==== 数据部分 ====

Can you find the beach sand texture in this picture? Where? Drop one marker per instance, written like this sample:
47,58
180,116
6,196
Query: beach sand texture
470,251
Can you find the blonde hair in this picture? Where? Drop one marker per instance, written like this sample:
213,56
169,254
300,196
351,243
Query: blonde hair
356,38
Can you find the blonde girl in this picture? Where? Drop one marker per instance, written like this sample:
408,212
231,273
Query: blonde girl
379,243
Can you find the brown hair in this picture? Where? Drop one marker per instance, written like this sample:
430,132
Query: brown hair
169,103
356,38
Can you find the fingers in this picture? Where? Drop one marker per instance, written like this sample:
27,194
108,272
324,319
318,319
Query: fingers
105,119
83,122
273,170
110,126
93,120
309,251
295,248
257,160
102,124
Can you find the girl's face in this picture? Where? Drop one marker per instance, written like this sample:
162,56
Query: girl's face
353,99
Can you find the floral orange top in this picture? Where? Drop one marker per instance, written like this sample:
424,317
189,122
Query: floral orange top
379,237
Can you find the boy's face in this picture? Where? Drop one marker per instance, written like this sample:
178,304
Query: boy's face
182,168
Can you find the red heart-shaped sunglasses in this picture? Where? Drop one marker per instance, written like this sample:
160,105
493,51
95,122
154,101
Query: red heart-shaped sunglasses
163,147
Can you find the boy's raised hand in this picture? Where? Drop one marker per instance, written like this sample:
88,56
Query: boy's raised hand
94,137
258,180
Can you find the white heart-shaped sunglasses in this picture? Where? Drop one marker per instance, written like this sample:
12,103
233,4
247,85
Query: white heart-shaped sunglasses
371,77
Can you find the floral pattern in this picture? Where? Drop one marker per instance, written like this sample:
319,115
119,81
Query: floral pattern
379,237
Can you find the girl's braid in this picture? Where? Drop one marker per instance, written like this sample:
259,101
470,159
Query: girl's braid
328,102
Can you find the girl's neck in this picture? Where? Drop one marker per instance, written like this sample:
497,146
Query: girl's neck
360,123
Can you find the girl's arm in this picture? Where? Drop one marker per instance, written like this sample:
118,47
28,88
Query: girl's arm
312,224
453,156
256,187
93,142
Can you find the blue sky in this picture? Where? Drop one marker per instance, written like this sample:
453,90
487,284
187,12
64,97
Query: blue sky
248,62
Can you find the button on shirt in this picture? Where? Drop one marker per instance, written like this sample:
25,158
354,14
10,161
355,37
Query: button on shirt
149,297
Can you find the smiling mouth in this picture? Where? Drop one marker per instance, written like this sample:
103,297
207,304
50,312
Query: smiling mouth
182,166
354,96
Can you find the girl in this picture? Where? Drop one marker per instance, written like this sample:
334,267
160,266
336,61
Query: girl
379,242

====

待完成任务: 从含有“Can you find the button”的那一行起，到记录末尾为止（两端都包括），重写这些行，把其中的“smiling mouth”换成“open mouth”，其余内容保持不变。

完成结果:
Can you find the button on shirt in this picture? Where? Drop one marker per instance, written like this sample:
25,158
354,14
10,161
355,37
Query: button on shirt
149,297
Can you find the open mouth in this picture? Where? Drop one marker per instance, written like this sample:
103,297
207,304
50,312
Query: open mouth
182,166
354,96
Can you find the girl in this picture? Where? Drop one marker per instance, written like this sample:
334,267
160,266
336,61
Query: girl
379,242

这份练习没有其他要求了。